(Position annotation records)
-----
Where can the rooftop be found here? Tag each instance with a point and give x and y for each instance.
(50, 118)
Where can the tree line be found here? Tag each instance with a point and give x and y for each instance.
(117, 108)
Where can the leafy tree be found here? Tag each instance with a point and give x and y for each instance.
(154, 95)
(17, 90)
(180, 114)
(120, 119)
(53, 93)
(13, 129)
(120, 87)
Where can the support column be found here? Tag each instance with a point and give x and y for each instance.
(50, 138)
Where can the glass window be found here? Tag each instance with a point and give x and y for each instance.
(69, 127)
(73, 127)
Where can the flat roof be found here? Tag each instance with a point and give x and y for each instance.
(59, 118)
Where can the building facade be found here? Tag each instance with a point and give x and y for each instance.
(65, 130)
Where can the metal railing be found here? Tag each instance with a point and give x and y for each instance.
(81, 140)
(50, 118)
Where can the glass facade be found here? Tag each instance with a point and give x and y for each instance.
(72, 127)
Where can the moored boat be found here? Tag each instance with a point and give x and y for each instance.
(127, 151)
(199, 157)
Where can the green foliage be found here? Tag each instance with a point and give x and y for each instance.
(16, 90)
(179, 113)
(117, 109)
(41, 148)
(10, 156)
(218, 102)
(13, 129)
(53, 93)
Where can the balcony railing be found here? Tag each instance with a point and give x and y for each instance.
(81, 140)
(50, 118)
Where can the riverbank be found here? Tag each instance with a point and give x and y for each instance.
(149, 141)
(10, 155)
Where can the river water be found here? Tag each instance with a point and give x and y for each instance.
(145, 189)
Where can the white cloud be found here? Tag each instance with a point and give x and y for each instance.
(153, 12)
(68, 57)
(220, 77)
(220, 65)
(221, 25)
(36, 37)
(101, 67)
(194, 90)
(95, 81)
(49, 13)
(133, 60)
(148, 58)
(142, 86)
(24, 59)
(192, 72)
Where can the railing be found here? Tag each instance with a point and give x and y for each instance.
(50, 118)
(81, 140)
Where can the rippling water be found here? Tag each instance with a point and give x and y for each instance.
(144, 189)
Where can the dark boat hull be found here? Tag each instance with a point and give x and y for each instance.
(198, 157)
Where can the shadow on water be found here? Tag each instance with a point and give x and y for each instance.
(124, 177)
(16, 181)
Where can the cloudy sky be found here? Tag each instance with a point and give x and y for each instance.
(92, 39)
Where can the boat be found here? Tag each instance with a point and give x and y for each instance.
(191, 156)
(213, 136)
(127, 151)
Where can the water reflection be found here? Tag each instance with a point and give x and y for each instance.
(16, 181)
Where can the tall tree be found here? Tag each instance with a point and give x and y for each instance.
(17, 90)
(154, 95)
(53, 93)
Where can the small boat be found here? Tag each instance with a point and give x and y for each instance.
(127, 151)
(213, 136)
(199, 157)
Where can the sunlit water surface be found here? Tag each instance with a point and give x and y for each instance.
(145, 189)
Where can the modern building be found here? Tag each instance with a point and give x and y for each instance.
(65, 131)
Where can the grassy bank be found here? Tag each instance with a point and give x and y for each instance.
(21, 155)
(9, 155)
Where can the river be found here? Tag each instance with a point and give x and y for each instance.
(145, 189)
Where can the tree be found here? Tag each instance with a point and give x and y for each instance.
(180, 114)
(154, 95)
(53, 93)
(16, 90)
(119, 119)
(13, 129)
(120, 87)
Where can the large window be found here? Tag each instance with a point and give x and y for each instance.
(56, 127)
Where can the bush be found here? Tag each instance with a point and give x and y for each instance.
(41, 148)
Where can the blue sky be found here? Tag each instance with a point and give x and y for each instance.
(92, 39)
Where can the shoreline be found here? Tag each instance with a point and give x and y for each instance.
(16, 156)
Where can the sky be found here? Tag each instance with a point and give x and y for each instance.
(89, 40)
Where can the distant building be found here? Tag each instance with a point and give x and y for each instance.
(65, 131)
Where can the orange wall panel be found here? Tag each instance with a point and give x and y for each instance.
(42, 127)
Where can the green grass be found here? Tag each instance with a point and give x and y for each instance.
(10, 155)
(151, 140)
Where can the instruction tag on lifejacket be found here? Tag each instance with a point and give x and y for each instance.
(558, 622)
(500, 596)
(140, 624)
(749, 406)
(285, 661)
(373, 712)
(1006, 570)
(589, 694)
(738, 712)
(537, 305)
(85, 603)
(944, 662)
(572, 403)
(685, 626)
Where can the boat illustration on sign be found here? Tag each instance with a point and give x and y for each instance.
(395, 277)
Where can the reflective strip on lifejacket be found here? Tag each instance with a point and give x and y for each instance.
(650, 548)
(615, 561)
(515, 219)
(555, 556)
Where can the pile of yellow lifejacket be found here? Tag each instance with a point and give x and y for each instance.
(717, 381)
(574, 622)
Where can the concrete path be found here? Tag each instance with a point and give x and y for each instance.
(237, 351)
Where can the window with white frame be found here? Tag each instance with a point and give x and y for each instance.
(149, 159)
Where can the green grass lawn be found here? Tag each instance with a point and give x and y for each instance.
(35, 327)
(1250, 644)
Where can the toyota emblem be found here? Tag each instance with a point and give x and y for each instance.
-----
→ Task prompt
Copy out the full set of records precisely, leaving nothing out.

→ Correct result
Where can the rooftop be found here? Tag each instance with a point and give x and y for each instance.
(50, 118)
Where can the tree line be found here? Tag each instance with a point and give x and y for each instance.
(117, 108)
Where can the leafy tree be found here? Tag each instance with a point and give x and y for each instance.
(154, 95)
(17, 90)
(180, 114)
(120, 119)
(53, 93)
(13, 129)
(120, 87)
Where can the support column be found here? Tag each instance with a point and give x and y for each instance.
(50, 138)
Where can the glass window be found here? Tag each instance with a point and give x and y for each instance.
(69, 127)
(73, 127)
Where can the flat roof be found here? Tag each instance with a point and give x and y for each instance.
(59, 118)
Where can the building facade be found here? Tag each instance with a point and give x and y for each instance.
(65, 130)
Where can the metal railing be found here? Tag each instance with a point and give x and y for each instance.
(81, 140)
(50, 118)
Where can the glass facade be found here? Tag each instance with a point and give x and y for each instance.
(72, 127)
Where can the moored boat be found here? Tag each instance with a point and give x and y for each instance.
(127, 151)
(199, 157)
Where can the green foliage be found here? Tag each instance with a point and give x and y for each instance.
(16, 90)
(179, 113)
(117, 109)
(41, 148)
(10, 156)
(218, 102)
(13, 129)
(53, 93)
Where can the balcony railing be found here? Tag each instance with a point and give x and y for each instance.
(81, 140)
(50, 118)
Where can the riverbank be found here? Tag each instance with a point and give x and y for each instance.
(149, 141)
(10, 155)
Where can the river water be found here? Tag each instance with a point and give x and y for each instance.
(145, 189)
Where can the white cloud be found here? Tag each instance with a point and give x and y for each instance.
(153, 12)
(68, 57)
(220, 77)
(220, 65)
(221, 25)
(36, 37)
(101, 67)
(194, 90)
(95, 81)
(49, 13)
(133, 60)
(148, 58)
(142, 86)
(24, 59)
(192, 72)
Where can the railing be found here? Tag each instance with a point and give x and y for each instance.
(50, 118)
(81, 140)
Where can the rippling water be found here? Tag each instance with a point and give x and y for each instance.
(144, 189)
Where can the dark boat hull be found here? Tag each instance with a point and give x and y for each instance.
(198, 157)
Where can the shadow on water be found here? Tag each instance with a point and give x and y for each instance.
(124, 177)
(16, 181)
Where can the cloudy sky be found here? Tag each instance with a point and give x and y for each instance.
(92, 39)
Where can the boat be found here? Tag each instance with a point and give x and y for each instance.
(191, 156)
(213, 136)
(127, 151)
Where can the water reflection be found here? Tag each instance with a point and give x and y for each instance.
(16, 181)
Where can the tall tree be found here? Tag each instance with a point and give x and y for each instance.
(17, 90)
(154, 95)
(53, 93)
Where can the small boat be found here? Tag each instance with a point and give x and y for each instance.
(127, 151)
(213, 136)
(199, 157)
Where can the sunlit water surface be found here? Tag each instance with a point and give x and y for each instance.
(145, 189)
Where can the modern building be found here? Tag each instance with a point and give x and y for each instance.
(65, 131)
Where can the grassy bank be found here? Tag each instance with a point and give x and y for each instance.
(21, 155)
(9, 155)
Where can the river be found here? Tag each instance with a point and give x and y for each instance.
(145, 189)
Where can the tree be found here? Tag each instance with a point and give x and y for each instance.
(180, 114)
(154, 95)
(53, 93)
(16, 90)
(119, 119)
(13, 129)
(120, 87)
Where can the large window be found here? Tag each instance with a point and give x and y for each instance.
(56, 127)
Where can the bush be found here? Tag each instance with a point and give x and y for each instance.
(41, 148)
Where can the blue sky be found here? Tag each instance with a point and give x and y for each instance.
(92, 39)
Where can the shoreline be found here? Tag each instance with a point and give x and y for each instance.
(16, 156)
Where can the sky be found here? Tag each instance with a point and give x and y for each instance.
(89, 40)
Where can the distant building be found here? Tag each instance with a point and give x and y for each instance.
(65, 131)
Where can the orange wall panel be found here? Tag each instance with a point and give x and y for each instance.
(42, 127)
Where can the green grass be found here? Tag each instance with a point and give x and y for each instance.
(10, 155)
(151, 140)
Where can the instruction tag on lifejacket be found here? Tag each instance with a point and give x and y for each instance.
(558, 622)
(500, 596)
(140, 624)
(749, 406)
(285, 661)
(373, 712)
(1006, 570)
(589, 694)
(738, 712)
(537, 305)
(85, 603)
(944, 662)
(572, 403)
(685, 626)
Where can the boat illustration on sign be found here? Tag each instance with a point and give x and y for each instance.
(395, 277)
Where can the reflective strip on lifejacket be found here? Tag each instance with a point and give x and y for each instance.
(650, 548)
(615, 561)
(515, 219)
(555, 556)
Where can the pile of yellow lifejacket be found here? Tag each instance with a point and give x and y for each instance.
(717, 381)
(574, 622)
Where can the concrete path be found here? Tag each instance with a point and give x and y for each instance.
(237, 351)
Where can the window with white frame be found here? Tag each instance with a point and give x and y for each instance.
(149, 159)
Where can the green grass lawn be found here? Tag each instance with a point and give x and y for each instance.
(35, 327)
(1250, 644)
Where can the toyota emblem be found here? Tag each instance with a point and give x and y for each instance.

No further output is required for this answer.